Point-based annotation data:
━━━━━━
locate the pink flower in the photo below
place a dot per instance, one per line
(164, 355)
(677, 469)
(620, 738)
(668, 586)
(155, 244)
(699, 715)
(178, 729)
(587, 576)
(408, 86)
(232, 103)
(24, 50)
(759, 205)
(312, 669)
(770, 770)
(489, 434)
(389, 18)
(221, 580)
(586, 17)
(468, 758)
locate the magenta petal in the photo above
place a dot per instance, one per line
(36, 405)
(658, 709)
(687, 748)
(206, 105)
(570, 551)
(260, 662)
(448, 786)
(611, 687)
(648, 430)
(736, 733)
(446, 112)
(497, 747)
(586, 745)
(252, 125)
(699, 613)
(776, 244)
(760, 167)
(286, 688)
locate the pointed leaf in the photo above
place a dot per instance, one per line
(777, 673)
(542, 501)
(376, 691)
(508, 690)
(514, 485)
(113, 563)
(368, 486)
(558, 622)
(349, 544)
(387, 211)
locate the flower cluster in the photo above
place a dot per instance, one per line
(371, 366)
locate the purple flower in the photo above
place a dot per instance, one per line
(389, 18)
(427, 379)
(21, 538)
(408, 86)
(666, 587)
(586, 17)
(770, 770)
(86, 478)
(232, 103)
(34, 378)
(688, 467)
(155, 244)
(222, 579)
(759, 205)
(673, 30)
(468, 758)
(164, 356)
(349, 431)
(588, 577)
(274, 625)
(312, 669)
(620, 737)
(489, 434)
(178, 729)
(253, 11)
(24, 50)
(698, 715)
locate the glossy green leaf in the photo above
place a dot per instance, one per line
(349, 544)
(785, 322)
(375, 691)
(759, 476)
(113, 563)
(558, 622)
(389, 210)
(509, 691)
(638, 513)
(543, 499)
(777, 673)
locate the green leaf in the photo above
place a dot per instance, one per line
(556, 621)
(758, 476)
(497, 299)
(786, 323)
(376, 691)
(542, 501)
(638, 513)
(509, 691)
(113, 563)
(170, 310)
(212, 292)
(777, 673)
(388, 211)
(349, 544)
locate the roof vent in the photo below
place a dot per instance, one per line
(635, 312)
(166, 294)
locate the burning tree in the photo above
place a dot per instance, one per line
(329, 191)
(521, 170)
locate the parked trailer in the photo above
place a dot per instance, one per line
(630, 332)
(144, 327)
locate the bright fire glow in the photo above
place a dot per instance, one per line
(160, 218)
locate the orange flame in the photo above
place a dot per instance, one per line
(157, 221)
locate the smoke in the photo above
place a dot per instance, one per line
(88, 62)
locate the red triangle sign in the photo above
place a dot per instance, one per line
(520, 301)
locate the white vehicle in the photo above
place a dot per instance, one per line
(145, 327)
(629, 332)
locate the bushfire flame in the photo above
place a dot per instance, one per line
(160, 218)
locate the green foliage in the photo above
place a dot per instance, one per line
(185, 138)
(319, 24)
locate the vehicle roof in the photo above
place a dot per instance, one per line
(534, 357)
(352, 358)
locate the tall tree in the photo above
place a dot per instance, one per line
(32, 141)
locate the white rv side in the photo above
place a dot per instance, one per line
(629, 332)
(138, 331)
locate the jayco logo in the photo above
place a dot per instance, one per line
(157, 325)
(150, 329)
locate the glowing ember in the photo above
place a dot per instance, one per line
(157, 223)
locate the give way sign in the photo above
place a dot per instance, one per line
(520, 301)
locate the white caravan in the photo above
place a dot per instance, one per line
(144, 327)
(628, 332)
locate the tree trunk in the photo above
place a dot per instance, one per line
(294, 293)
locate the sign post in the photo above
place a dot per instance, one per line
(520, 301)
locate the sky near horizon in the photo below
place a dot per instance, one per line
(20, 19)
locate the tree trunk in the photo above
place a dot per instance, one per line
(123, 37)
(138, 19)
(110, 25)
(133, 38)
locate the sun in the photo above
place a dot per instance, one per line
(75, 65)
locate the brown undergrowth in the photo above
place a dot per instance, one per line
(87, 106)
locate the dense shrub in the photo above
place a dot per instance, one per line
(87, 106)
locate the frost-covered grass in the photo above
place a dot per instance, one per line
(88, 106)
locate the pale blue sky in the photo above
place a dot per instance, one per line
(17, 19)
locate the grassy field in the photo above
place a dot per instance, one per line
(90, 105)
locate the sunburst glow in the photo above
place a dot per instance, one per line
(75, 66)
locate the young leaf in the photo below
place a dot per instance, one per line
━━━━━━
Retype all of the material above line for line, with no changes.

**Answer to the task:**
locate the pink flower in the photo below
place a dot per instance, one per line
(164, 355)
(677, 469)
(620, 738)
(668, 586)
(155, 244)
(699, 715)
(178, 729)
(587, 576)
(408, 86)
(232, 103)
(24, 50)
(759, 205)
(312, 669)
(770, 770)
(489, 434)
(389, 18)
(221, 580)
(586, 17)
(468, 758)
locate the magenta petal in the photo above
place a dot per instance, one per line
(36, 405)
(658, 709)
(687, 748)
(206, 105)
(570, 551)
(260, 662)
(448, 786)
(611, 687)
(648, 430)
(736, 733)
(446, 112)
(497, 747)
(586, 745)
(252, 125)
(699, 613)
(776, 244)
(760, 167)
(286, 688)
locate the pointed leaf in the photo above
place a dot per instance, one per line
(777, 673)
(542, 501)
(376, 691)
(508, 690)
(514, 485)
(113, 563)
(368, 486)
(558, 622)
(349, 544)
(387, 211)
locate the flower cluster in the photo above
place a dot per instance, one per line
(371, 366)
locate the purple flower in the photo above
place a dot per instance, one per line
(389, 18)
(427, 379)
(21, 538)
(408, 86)
(666, 587)
(586, 17)
(770, 770)
(86, 478)
(232, 103)
(34, 378)
(688, 467)
(155, 244)
(222, 579)
(759, 205)
(673, 30)
(468, 758)
(164, 356)
(349, 431)
(588, 577)
(274, 625)
(312, 669)
(620, 737)
(489, 434)
(178, 729)
(253, 11)
(24, 50)
(698, 715)
locate the glossy green leaf in the photo above
place a dot per instance, one per line
(349, 544)
(785, 322)
(375, 691)
(759, 476)
(113, 563)
(558, 622)
(389, 210)
(509, 691)
(638, 513)
(543, 499)
(777, 673)
locate the green leaf in the photo above
place a dot per instance, one per line
(556, 621)
(758, 476)
(497, 299)
(786, 323)
(376, 691)
(542, 501)
(638, 513)
(509, 691)
(113, 563)
(170, 310)
(212, 292)
(777, 673)
(388, 211)
(349, 544)
locate the roof vent in the photo below
place a dot per instance, one per line
(635, 312)
(166, 294)
locate the burning tree in the photo above
place a dot per instance, one per line
(329, 191)
(521, 170)
locate the parked trailer in the photo above
place a dot per instance, one per line
(630, 332)
(144, 327)
locate the bright fire glow in the photo above
place a dot per instance, one per line
(160, 218)
locate the orange flame in the photo above
place a dot per instance, one per line
(157, 221)
locate the smoke in the photo above
place a dot per instance, one per line
(88, 62)
locate the red triangle sign in the photo above
place a dot per instance, one per line
(520, 301)
locate the white vehicle in the photo above
place a dot per instance, one per line
(145, 327)
(629, 332)
locate the bushfire flame in the photo above
place a dot per instance, one per line
(160, 218)
locate the green foliage in the photo above
place a dot per instance, one per line
(185, 138)
(319, 24)
locate the vehicle roof in the photo above
place a dot per instance, one per line
(534, 357)
(352, 358)
locate the tall tree in the photo above
place a dot per instance, one per line
(32, 141)
locate the white rv side in the photo above
place a dot per instance, one per line
(629, 332)
(138, 331)
locate the jayco logo in the photo above
place a dot per instance, one per line
(157, 325)
(150, 329)
locate the glowing ember in the photo above
place a dot per instance, one per line
(157, 223)
locate the give way sign in the photo above
place a dot per instance, one per line
(520, 301)
locate the white caravan in the photo above
place a dot per instance, one per line
(144, 327)
(628, 332)
locate the tree trunk in the photo above
place a dot per instance, one per line
(294, 293)
locate the sign post in the photo above
place a dot per instance, one per line
(520, 301)
locate the sky near horizon in the photo below
place a dot per instance, one per line
(20, 19)
locate the tree trunk in the photo above
place a dot per instance, one per line
(123, 37)
(138, 19)
(110, 25)
(133, 38)
locate the sun in the photo above
place a dot per instance, one per line
(75, 65)
locate the brown undergrowth in the photo above
place a dot per instance, one per line
(87, 106)
locate the dense shrub in the photo above
place a dot per instance, one per line
(87, 106)
locate the frost-covered grass in the photo above
place a dot per instance, one per line
(88, 106)
locate the pale blue sky in the photo above
place a dot per instance, one per line
(17, 19)
locate the grassy field in the photo above
place a dot per instance, one per line
(90, 105)
locate the sunburst glow in the photo above
place a dot per instance, one per line
(75, 66)
locate the young leaf in the photo below
place a dot per instance, one per line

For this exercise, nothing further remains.